-- Start of DATA ENTRIES --

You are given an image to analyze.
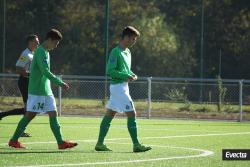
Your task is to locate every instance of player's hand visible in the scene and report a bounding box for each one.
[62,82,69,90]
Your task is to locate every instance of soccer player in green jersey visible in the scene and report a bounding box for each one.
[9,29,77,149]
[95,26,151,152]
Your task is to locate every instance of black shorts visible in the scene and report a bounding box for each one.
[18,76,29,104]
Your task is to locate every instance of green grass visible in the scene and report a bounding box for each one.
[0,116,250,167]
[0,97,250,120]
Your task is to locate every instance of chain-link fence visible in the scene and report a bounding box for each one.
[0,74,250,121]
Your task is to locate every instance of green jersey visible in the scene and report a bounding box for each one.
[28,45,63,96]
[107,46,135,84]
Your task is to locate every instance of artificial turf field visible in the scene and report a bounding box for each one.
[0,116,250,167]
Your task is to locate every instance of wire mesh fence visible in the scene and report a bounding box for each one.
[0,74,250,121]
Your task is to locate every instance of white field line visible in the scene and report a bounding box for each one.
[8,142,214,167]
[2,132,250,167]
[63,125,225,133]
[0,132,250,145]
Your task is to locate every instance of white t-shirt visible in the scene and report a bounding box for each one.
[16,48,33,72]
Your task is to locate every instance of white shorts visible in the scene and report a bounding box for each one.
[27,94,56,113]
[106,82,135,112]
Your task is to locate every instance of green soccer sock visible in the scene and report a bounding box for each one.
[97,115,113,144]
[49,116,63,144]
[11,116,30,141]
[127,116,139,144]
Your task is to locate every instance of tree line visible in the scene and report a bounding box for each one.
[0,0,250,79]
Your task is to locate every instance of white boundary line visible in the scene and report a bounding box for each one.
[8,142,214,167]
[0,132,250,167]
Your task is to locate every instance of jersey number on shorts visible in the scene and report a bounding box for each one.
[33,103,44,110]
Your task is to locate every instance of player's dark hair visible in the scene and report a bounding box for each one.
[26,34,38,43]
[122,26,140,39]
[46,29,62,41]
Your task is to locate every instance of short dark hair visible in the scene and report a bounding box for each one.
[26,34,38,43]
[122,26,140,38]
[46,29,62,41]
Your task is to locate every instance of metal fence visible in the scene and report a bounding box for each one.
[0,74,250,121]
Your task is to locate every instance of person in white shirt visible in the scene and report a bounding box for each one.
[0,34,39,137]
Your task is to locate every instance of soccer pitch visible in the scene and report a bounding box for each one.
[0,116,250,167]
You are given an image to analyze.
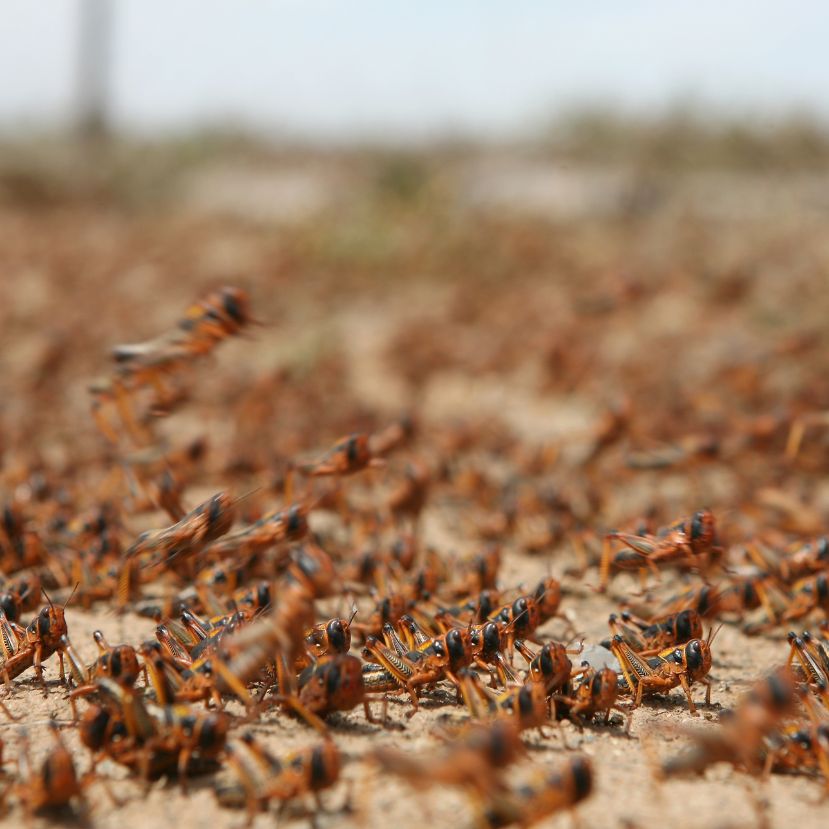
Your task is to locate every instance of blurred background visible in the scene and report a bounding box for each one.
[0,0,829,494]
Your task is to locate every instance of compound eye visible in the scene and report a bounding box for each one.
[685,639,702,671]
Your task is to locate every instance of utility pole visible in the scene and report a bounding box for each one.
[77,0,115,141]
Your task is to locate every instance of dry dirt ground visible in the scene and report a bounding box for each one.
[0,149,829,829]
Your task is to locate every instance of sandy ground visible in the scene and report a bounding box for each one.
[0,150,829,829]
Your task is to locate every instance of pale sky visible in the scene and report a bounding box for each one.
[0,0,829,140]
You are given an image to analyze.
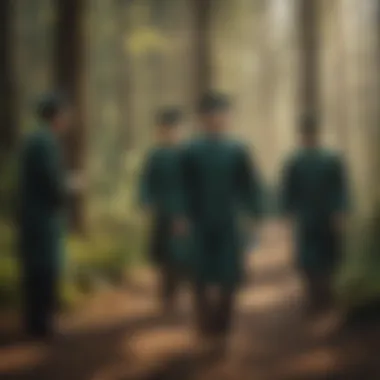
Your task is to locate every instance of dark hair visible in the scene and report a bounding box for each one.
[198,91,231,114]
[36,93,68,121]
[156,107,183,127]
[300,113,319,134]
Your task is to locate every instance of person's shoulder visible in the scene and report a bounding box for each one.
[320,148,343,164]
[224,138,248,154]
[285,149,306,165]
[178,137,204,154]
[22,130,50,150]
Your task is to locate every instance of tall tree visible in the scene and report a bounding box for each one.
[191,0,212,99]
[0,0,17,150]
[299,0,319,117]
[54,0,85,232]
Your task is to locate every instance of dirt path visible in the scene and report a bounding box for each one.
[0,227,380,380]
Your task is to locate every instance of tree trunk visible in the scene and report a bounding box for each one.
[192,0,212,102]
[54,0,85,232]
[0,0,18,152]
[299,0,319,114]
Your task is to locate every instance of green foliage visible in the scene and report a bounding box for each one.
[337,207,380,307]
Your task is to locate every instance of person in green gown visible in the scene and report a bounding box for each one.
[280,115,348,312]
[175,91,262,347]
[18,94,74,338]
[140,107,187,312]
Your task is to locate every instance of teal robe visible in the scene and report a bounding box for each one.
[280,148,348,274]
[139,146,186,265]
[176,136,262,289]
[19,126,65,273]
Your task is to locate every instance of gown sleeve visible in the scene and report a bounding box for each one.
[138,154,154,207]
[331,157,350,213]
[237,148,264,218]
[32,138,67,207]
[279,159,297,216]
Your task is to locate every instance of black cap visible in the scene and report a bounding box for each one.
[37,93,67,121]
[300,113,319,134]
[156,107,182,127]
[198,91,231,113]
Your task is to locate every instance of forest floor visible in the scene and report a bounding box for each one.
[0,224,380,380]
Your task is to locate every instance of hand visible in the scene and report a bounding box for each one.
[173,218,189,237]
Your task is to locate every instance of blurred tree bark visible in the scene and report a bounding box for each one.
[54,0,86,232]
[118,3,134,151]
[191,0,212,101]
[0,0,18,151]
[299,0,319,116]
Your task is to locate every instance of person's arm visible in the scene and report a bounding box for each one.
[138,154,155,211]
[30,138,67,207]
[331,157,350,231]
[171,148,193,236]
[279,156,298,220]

-- End of DATA ENTRIES --

Copy the data word for word. Pictures do not go in the copy.

You are given an image to analyze.
Your task is to locate every instance of player's hand visible in the scene and report a bounding box for each one.
[62,82,69,90]
Your task is to locate every instance of soccer player in green jersey visible in the scene and report a bounding box for each one.
[9,29,77,149]
[95,26,151,152]
Your task is to locate every instance of black shorts visible in the scene and report a bounding box for each one.
[18,76,29,104]
Your task is to locate every instance of green grass visible in the scene and report a bounding box for each one.
[0,116,250,167]
[0,97,250,120]
Your task is to locate every instance of chain-link fence visible in the scene and report a bounding box for each one.
[0,74,250,121]
Your task is to locate every instance of green jersey visible in the scene and report a bounding box for each one.
[28,45,63,96]
[107,46,135,84]
Your task is to locate every instance of artificial turf field visible in the scene and report a bounding box for each one.
[0,116,250,167]
Your task is to locate every instance of wire mesh fence visible in the scene and report a bounding box for each one.
[0,74,250,121]
Your task is to locate every instance of white field line visible in the scene and report a bounding box for each one.
[8,142,214,167]
[2,132,250,167]
[63,125,225,133]
[0,132,250,145]
Your task is to locate every instance of white t-shirt visible in the scene and report a bounding box for each one.
[16,48,33,72]
Your task is to locate every instance of white shorts visible in the scene and report a bounding box for each one.
[27,94,56,113]
[106,82,135,112]
Your task is to locate every instance of green soccer sock visible in the scene and report a bounding box for each one.
[97,115,113,144]
[49,116,63,144]
[11,116,30,141]
[127,116,139,144]
Your task is to locate every instance of tree line visible in the scene and report a bounding box for each one.
[0,0,250,79]
Your task is to locate every instance of white boundary line visible in the scene and report a bounding box for each one.
[8,142,214,167]
[0,132,250,167]
Your task is to locate every instance of jersey number on shorts visible in the scene and report a bounding box for each one.
[33,103,44,110]
Your task is to locate every instance of player's dark hair visible in the scene and report a bounding box for each one.
[26,34,38,43]
[122,26,140,39]
[46,29,62,41]
Your task is to locate every instance of short dark hair visible in the scene and report a bounding box for each one.
[26,34,38,43]
[122,26,140,38]
[46,29,62,41]
Your task is to locate every instance of metal fence visible in the scene and report a bounding box for each one.
[0,74,250,121]
Your task is to locate every instance of person in white shirt visible in the scene and report a bounding box for each one.
[0,34,39,137]
Your task is to locate every instance of soccer pitch visible in the scene and report a bounding box for each one.
[0,116,250,167]
You are given an image to analyze.
Your task is to locate every instance of blurred background visible in the scene and report a bounding box for each one.
[0,0,829,494]
Your task is to locate every instance of compound eye visible in the scene and report a bounding box for each one.
[685,639,702,671]
Your task is to locate every instance of utility pole visible in the scene and report a bounding box for each one.
[77,0,115,141]
Your task is to locate every instance of dry dirt ground visible in the scene and report a bounding box for each one.
[0,149,829,829]
Your task is to locate every instance of sandy ground visible in the scene and report a bounding box for each one.
[0,150,829,829]
Your task is to locate every instance of pale sky visible in the scene and report a bounding box for each one.
[0,0,829,140]
You are given an image to analyze.
Your task is to locate every instance of dark hair visible in the scene and report a bounding box for each one.
[198,91,231,114]
[36,93,68,121]
[156,107,183,127]
[300,113,319,134]
Your task is to locate every instance of person's shoulder visible in the scene and report a bounding box for each one.
[320,148,343,164]
[224,138,248,154]
[285,149,306,165]
[178,137,204,154]
[22,130,50,150]
Your task is to locate every instance of tall tree visible in the scene and report a bounding box for each one.
[191,0,212,99]
[0,0,17,150]
[299,0,319,117]
[54,0,85,232]
Your task is to locate every instance of dirt path visible in the scene and report a bounding box for each one.
[0,227,380,380]
Your task is to locate every instance of tree trunk visible in the scene and report a bounding box for each one.
[192,0,212,102]
[54,0,85,232]
[0,0,18,152]
[299,0,319,114]
Your task is to locate every instance of green foliage visible in the scene and report a bounding box for each one.
[337,207,380,307]
Your task is to locate every instance of person in green gown visible in the scene and report a bounding box for each one.
[280,115,348,312]
[175,91,262,347]
[18,94,74,338]
[140,107,187,312]
Your task is to locate every instance of teal robe visible in the scene and report a bounding box for each one.
[280,148,348,274]
[139,146,186,265]
[176,136,262,289]
[19,126,65,273]
Your task is to locate every instance of gown sleeve visible in the scene and report a bounding box for each one.
[138,154,154,207]
[331,157,350,213]
[237,148,264,218]
[32,138,67,207]
[279,159,297,216]
Your task is to locate every instance of black cap visible in the scene and report a bounding box for each one.
[37,93,67,121]
[300,113,319,134]
[156,107,182,127]
[198,91,231,113]
Your task is to locate every instance of forest floor visible in the scene and report a bounding box for each one.
[0,224,380,380]
Your task is to locate every instance of hand visible in the scene and report a bounding box for each one.
[173,218,189,237]
Your task is to locate every instance of blurred tree bark visible in the scene and report a bounding box for each one.
[54,0,86,232]
[118,3,134,151]
[191,0,212,101]
[0,0,18,151]
[299,0,319,116]
Your task is to locate every instance of person's arm visible in the scene and report a bounding box for each one.
[138,154,155,211]
[30,138,67,207]
[331,157,350,231]
[171,148,193,236]
[279,156,298,220]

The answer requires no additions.